SET TASK: Rewrite the lines from the first one up to and including the line containing "202, 131, 236, 165", replacing "Locate" with "Identify" and leaving everything else unchanged.
'''
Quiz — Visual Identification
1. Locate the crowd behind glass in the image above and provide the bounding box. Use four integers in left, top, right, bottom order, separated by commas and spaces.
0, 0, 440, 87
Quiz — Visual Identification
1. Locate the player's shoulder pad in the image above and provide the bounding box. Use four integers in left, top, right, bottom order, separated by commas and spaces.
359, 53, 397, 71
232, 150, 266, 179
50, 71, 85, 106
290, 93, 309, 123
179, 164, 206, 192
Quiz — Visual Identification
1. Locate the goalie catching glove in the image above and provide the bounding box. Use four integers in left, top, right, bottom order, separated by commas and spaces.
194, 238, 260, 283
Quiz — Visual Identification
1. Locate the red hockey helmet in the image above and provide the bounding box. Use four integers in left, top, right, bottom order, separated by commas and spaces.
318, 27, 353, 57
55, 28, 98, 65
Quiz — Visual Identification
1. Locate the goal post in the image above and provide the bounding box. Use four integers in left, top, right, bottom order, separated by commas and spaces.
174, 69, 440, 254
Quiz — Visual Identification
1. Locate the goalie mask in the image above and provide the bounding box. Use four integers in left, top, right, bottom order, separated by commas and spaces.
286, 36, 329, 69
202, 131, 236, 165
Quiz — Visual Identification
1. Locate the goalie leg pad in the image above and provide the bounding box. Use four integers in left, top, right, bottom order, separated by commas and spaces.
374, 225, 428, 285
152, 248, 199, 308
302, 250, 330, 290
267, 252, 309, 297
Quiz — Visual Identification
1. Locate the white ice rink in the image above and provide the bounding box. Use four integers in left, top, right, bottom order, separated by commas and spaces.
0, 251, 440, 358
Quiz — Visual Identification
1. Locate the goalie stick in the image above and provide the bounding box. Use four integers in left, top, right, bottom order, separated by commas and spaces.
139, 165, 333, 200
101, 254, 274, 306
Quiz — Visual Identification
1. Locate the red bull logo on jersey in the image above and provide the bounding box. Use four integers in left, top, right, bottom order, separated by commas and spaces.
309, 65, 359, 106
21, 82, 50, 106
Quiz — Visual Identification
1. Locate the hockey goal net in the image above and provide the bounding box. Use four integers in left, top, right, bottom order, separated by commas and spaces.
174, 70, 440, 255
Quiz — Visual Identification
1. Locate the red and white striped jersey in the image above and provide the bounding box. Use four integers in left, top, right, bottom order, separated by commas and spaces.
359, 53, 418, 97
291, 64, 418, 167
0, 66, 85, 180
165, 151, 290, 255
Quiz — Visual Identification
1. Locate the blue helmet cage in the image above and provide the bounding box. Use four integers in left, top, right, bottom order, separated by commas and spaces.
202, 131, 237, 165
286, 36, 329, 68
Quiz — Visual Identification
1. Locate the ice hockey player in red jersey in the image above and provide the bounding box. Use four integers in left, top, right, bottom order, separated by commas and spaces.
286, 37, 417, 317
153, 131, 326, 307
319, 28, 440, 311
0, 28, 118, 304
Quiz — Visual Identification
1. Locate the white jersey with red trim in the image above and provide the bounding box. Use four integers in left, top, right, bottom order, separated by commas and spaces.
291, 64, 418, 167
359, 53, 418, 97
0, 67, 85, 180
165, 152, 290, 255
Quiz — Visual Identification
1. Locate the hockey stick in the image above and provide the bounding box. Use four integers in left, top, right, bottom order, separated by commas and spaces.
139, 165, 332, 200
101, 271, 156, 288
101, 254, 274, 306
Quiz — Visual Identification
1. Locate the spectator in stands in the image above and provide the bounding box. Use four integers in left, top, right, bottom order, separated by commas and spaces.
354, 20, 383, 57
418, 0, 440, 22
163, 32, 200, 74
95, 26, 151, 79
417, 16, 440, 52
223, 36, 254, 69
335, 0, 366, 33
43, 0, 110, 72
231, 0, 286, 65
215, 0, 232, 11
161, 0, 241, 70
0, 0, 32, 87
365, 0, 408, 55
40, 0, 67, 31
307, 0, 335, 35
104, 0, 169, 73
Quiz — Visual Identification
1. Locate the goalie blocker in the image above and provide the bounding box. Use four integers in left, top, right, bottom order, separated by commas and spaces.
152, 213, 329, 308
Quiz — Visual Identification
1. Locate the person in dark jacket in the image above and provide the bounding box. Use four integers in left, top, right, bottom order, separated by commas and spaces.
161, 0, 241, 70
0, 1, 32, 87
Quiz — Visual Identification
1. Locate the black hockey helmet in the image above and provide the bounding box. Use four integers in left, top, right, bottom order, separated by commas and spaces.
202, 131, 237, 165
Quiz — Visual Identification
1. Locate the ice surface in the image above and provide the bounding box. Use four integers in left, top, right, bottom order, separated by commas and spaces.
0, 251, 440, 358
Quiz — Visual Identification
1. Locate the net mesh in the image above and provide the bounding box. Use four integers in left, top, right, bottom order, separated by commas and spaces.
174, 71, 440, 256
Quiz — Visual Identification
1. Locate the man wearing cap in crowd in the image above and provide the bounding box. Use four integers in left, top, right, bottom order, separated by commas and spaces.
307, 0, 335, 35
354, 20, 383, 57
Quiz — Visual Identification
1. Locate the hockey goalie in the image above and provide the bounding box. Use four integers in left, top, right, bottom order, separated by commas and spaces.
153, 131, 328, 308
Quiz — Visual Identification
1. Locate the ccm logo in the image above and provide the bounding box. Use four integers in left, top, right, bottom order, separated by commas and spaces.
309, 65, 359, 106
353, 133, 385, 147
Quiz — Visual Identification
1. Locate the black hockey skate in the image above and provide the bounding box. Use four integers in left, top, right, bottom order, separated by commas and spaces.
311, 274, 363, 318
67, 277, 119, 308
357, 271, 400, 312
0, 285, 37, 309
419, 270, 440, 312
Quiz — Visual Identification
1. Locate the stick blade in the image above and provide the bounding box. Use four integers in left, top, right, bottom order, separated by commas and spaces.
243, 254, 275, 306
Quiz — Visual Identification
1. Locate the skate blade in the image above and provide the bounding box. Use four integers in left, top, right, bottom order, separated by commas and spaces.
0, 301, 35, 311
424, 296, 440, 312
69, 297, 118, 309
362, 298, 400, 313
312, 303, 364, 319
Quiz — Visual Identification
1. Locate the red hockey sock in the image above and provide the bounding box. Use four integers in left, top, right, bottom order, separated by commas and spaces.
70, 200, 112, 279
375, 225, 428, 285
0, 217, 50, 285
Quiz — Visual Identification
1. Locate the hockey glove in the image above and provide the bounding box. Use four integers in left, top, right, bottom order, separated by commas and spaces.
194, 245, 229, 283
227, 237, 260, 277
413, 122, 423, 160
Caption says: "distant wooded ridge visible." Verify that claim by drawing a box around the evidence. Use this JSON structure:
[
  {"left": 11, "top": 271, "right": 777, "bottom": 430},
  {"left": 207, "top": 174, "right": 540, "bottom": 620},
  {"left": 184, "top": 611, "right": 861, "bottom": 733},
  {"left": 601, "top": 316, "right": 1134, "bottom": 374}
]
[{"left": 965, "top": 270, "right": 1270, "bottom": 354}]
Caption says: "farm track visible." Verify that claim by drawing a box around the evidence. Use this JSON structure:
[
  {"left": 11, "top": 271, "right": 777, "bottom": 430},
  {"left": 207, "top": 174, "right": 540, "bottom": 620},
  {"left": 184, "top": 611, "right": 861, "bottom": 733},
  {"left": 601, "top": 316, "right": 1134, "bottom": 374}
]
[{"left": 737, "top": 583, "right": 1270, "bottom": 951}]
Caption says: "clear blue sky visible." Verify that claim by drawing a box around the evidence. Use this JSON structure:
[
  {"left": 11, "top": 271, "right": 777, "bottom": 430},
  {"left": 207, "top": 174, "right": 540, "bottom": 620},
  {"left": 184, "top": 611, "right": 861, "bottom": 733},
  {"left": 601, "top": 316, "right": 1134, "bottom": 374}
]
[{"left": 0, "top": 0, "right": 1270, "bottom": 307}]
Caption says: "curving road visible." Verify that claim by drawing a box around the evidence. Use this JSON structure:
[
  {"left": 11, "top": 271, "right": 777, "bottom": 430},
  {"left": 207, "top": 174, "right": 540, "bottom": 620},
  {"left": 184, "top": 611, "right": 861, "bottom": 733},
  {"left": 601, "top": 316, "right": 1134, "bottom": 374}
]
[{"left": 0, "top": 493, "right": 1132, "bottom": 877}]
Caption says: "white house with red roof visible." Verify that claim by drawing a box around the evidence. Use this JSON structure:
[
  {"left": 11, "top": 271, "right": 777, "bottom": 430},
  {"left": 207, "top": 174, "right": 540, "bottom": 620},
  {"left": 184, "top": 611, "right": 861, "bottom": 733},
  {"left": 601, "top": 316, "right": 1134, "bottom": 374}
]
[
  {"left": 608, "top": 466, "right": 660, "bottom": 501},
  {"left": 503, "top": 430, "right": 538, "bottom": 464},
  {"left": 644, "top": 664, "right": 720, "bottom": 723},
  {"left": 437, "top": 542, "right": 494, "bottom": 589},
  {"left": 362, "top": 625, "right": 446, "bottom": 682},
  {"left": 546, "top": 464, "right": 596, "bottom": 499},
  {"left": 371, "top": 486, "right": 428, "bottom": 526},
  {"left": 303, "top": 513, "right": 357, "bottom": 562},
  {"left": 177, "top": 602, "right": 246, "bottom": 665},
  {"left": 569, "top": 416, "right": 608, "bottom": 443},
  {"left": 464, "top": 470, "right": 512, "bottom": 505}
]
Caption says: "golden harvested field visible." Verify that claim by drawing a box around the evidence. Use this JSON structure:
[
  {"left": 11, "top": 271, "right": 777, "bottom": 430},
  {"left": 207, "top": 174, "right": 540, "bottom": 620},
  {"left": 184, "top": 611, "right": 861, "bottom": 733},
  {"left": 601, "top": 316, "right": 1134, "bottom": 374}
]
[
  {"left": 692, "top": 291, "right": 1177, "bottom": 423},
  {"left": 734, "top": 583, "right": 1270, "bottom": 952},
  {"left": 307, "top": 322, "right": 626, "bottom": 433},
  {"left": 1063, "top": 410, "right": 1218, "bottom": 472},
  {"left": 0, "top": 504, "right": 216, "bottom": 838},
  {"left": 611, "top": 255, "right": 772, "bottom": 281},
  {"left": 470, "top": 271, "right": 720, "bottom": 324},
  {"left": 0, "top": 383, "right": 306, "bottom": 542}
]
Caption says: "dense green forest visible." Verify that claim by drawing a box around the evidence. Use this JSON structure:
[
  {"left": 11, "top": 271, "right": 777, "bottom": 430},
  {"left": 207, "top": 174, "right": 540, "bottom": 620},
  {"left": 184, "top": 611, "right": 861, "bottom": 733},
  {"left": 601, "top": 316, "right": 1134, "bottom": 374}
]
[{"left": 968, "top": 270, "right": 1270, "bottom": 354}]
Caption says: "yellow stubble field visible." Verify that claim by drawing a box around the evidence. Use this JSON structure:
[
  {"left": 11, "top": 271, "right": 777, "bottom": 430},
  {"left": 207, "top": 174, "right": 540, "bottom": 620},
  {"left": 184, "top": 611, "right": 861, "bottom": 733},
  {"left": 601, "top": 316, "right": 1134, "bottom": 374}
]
'''
COMPLETE OUTPUT:
Quiz — Visual Identification
1. Identify the crowd behind glass in the image above and provide the bounding box. Use four integers in left, top, right, bottom order, separated by commas and spaces.
0, 0, 440, 87
Quiz — Visual Identification
1. Identify the player's shoulder pad in the image above and provide the bounding box. Use four integers in left, top, right, bottom order, separated by commas and spaces.
359, 53, 397, 71
232, 150, 266, 179
50, 71, 85, 106
290, 93, 309, 123
179, 164, 206, 192
Quiz — Visual Identification
1. Identify the goalie catching glove in the image above and provide the bounding box. Use four integers in left, top, right, bottom order, separated by commas and spaces.
194, 238, 260, 283
Quiz — Visual Identification
1. Identify the red hockey helmet in the image above and provide the bounding box. Use four integers in left, top, right, bottom order, separated by commas and spaces.
318, 27, 353, 57
55, 28, 98, 65
Quiz — Visual Identification
1. Identify the goal post in the image above and provide the bounding box. Use four integers in left, top, right, bottom order, separated by commas and spaces.
174, 69, 440, 254
Quiz — Visual Identification
1. Identify the goalie mask in the image above and provide the bounding box. Use four integers in left, top, right, bottom order, separated by commas and spaces.
286, 36, 329, 69
202, 131, 236, 165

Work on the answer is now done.